• **WHAT NEEDS TO BE DONE**
Rewrite the listing below as a two-column Markdown table headed No. and Line. Give each nonblank line its own row, numbered in order.

• **DATA SECTION**

(begin)

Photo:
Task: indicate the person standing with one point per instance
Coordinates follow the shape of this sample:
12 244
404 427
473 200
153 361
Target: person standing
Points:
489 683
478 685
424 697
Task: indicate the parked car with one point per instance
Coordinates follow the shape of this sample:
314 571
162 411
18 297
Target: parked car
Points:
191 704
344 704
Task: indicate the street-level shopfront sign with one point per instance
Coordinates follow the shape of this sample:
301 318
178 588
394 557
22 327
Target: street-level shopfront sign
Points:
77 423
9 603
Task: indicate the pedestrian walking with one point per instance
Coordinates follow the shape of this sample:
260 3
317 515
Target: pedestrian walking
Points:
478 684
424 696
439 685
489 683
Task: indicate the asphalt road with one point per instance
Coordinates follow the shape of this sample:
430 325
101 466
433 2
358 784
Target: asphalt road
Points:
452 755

(end)

• **THE OUTPUT**
| No. | Line |
|---|---|
| 1 | Photo: |
| 2 | Task: indicate the person standing with one point per instance |
| 3 | Coordinates follow the shape of this sample: |
| 4 | 12 244 |
| 5 | 404 427 |
| 6 | 473 200 |
| 7 | 153 361 |
| 8 | Target: person standing |
| 9 | Points: |
| 10 | 489 683 |
| 11 | 478 685 |
| 12 | 424 697 |
| 13 | Task: indicate the parked car with one point per instance |
| 14 | Coordinates follow the shape of this sample: |
| 15 | 314 571 |
| 16 | 162 411 |
| 17 | 18 297 |
| 18 | Target: parked car |
| 19 | Points: |
| 20 | 191 704 |
| 21 | 344 704 |
| 22 | Task: indicate the street-level shopfront sign with one point per instance |
| 23 | Coordinates follow the shape of this sample: |
| 24 | 301 318 |
| 25 | 178 588 |
| 26 | 394 557 |
| 27 | 22 327 |
| 28 | Target: street-level shopfront sign |
| 29 | Points: |
| 30 | 77 423 |
| 31 | 9 603 |
| 32 | Task: indicate the pedestrian walking with one point per instance |
| 33 | Coordinates follow the shape of this sample: |
| 34 | 260 3 |
| 35 | 317 515 |
| 36 | Target: pedestrian walking |
| 37 | Points: |
| 38 | 478 684 |
| 39 | 424 696 |
| 40 | 439 685 |
| 41 | 489 683 |
| 42 | Task: indicate the asphalt road with one point per instance |
| 43 | Coordinates follow the shape of this sample: |
| 44 | 430 325 |
| 45 | 101 466 |
| 46 | 433 2 |
| 47 | 358 784 |
| 48 | Target: asphalt road |
| 49 | Points: |
| 50 | 452 755 |